Implementing Vivox voice chat and Fmod in Unreal Engine

Luisjakg · March 14, 2024, 7:42pm

I’ve been searching for guidance on integrating Vivox voice chat with Fmod within Unreal Engine 5. While I stumbled upon various forum discussions on the topic, I haven’t been able to find definitive solutions. Any assistance or pointers in the right direction would be immensely valued!

Connor_FMOD · March 18, 2024, 3:48am

Hi,

There is currently a thread discussing something similar here: Trying to play a Voice Data stream using a ByteArray in Unreal Engine 5 - #5 by RobPotter.

We are still working out some poping issues but hopefully, it will point you in the right direction. If there are any updates I will continue to update that thread.

════════════════════

THE PROBLEM: In the forum thread, in which version of Unreal Engine does the first poster want to integrate Vivox voice chat with Fmod?

════════════════════

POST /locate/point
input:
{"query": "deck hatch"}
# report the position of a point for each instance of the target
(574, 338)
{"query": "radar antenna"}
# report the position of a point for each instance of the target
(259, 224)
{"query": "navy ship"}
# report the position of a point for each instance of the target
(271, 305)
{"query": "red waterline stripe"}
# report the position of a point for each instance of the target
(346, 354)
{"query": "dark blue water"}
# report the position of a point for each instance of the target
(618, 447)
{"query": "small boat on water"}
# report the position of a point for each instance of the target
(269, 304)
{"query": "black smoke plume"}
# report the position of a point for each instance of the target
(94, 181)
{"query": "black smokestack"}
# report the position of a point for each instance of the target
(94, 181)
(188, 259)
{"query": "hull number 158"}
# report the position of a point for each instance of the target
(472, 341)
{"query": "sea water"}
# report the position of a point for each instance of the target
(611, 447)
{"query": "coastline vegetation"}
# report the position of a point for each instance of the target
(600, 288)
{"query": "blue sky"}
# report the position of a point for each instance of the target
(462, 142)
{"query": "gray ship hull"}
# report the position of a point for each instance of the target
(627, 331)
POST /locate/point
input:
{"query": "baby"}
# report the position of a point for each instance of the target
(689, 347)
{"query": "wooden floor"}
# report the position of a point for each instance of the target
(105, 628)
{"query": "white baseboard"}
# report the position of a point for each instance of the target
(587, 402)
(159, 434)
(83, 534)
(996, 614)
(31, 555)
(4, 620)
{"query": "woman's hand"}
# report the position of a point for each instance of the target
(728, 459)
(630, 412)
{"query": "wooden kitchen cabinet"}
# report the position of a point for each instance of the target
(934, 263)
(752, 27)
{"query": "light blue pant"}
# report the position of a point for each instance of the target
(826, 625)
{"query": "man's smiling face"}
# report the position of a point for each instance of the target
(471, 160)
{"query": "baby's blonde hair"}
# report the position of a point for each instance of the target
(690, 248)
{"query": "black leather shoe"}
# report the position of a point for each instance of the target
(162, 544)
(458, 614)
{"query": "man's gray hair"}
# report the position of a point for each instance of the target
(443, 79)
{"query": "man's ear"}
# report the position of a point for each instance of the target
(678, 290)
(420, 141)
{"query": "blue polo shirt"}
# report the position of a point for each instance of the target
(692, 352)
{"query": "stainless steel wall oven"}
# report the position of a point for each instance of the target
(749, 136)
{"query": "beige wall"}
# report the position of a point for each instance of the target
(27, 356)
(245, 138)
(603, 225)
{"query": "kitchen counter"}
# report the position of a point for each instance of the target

════════════════════

EXERCISE RESULT: Unreal Engine 5